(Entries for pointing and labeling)

(begin)

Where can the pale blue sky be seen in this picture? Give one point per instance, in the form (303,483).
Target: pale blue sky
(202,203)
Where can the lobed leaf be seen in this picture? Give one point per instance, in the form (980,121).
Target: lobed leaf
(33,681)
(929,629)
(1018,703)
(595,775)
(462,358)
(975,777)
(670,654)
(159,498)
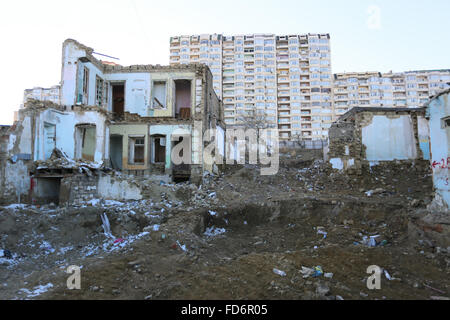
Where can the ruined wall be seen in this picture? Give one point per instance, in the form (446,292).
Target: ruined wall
(16,181)
(78,189)
(117,188)
(344,146)
(127,131)
(65,124)
(388,137)
(438,113)
(370,137)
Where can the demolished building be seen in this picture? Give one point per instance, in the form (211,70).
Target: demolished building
(366,136)
(128,119)
(438,114)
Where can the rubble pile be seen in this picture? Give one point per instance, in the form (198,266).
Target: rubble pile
(60,160)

(end)

§ **WRITTEN INSTRUCTION**: Please return all of the records above word for word, leaving the pictures out.

§ **EXERCISE SOLUTION**:
Where can the pale blue sky be seen in this picture? Give one point per instance, in the form (303,483).
Target: pale blue sky
(202,203)
Where can the lobed leaf be seen in this picture? Give one point per instance, in the form (980,121).
Target: lobed leaf
(33,681)
(929,629)
(1018,703)
(595,775)
(462,358)
(975,777)
(670,654)
(159,498)
Where can the ruined wall be seen in this picture? Give one point per instance, in the form (446,292).
Target: ruined wall
(16,181)
(78,189)
(117,188)
(344,146)
(127,131)
(65,124)
(388,137)
(438,113)
(370,137)
Where can the demolished building be seen in this picture? Give one point per instance, in the form (211,70).
Target: demolished building
(366,136)
(128,119)
(438,114)
Where can the rubble pile be seen in this picture? Give one point per instance, in the form (198,266).
Target: rubble pile
(60,160)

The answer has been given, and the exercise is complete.